## Task set
a) In the letting-go exercise instructions, what should you do if your mind isn't calming down during session preparation?
b) According to the letting-go exercise instructions, why should the list of triggers be written down and kept on hand during the session?
c) Resume the letting-go exercise instructions after their last line, keeping the same step-by-step format.

Entering the Exercise 🚪🌌
Make sure to read the Letting Go Context piece before starting the exercise.
Step 1: Pre-session Preparation
- Prepare a list of thoughts, ideas, memories, or imagined scenarios that trigger stress or negative emotion.
- For each topic, try to find many phrases or specific real/imagined events that stir a reaction in you.
- Write down all these triggers and have them available during your session.
Step 2: Session Preparation
- Find a quiet place where you can sit comfortably and relax.
- Take a few Forceful Breaths and let go of any tension in your body.
- If your mind is not calming down, refer to our Tips and Tricks for Calming the Mind
Step 3: Triggering Sensation
- Bring to mind a specific trigger of stress or negative emotions. Refer to the ones prepared beforehand.
- As you focus on the trigger, pay attention to the tension or discomfort in your body that arise.
- If you struggle with feeling sensations arise, try another trigger, and work on continuing to lean into your emotional/intuitive parts.

## Data extract
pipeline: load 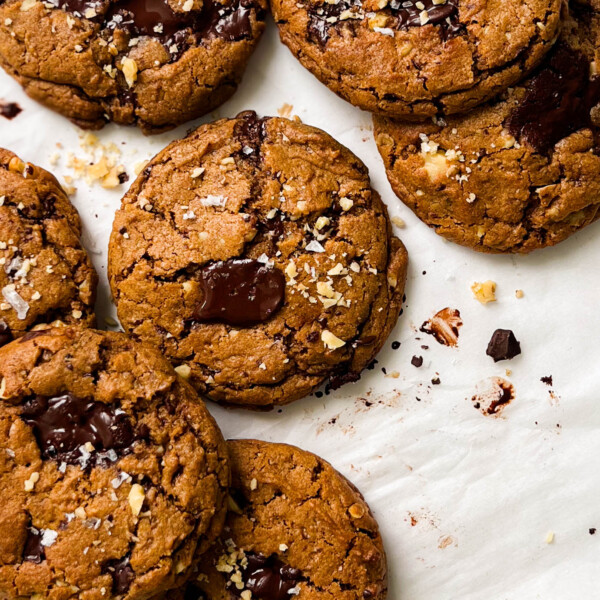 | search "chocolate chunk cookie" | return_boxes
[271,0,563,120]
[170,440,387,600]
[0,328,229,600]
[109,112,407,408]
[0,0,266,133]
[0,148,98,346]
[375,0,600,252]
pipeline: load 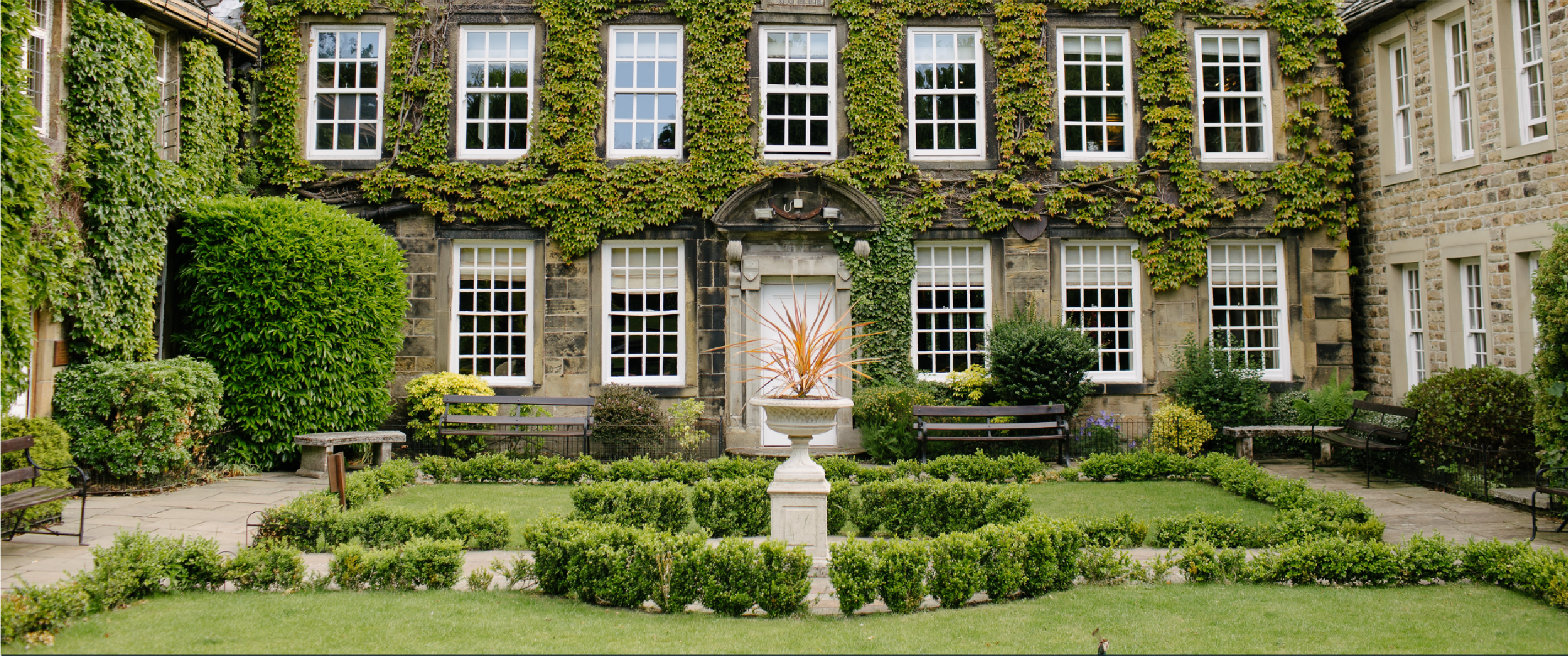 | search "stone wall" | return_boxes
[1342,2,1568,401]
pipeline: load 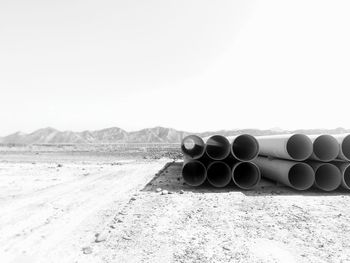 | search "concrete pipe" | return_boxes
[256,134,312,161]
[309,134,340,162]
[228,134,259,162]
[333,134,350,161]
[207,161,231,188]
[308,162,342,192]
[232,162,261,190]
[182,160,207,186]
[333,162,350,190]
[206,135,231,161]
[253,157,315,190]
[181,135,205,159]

## Task-by-task results
a) Refer to the Tips and Tricks for Calming the Mind.

b) In Step 3 you bring a specific trigger of stress or negative emotion to mind, and the instructions point you to the triggers prepared beforehand. Keeping the written list available lets you draw on it at that step.

c)
- Now, make a conscious choice to let go of these physical sensations and the emotional trigger.
Step 4: Letting Go of Sensation
- As you do this, imagine the trigger and sensations dissipating and disappearing, but do not try to force it. Allow the sensations to be present.
- Continue to relax your body with spaced out rounds of Forceful Breaths. Encourage sensations to arise.
- During this process, you are likely to feel resistance or worry, as the trigger and sensations do not always quickly and easily go away. Rather than fighting them, treat these new sensations as just more to Let Go of.
- Continue to focus on the trigger & sensations and repeat several Forceful Breaths until you feel a sense of physical calm and relaxation. Forceful Breaths can serve as almost as an “exit path” for physical sensations to disperse.
- A Forceful Breath consists of Breathing in for 6 seconds, hold for 2, and forcefully breathing out for 6 seconds with pursed lips.
- Expect that this process could take anywhere from 10 to 30 minutes, or even longer. You may not resolve a trigger in one sitting.
Step 5: Concluding Session
- When you are ready, slowly open your eyes and take a few deep breaths. Notice any changes in your body and mind.
- If you didn’t resolve all sensations that came up, you can always try again another time.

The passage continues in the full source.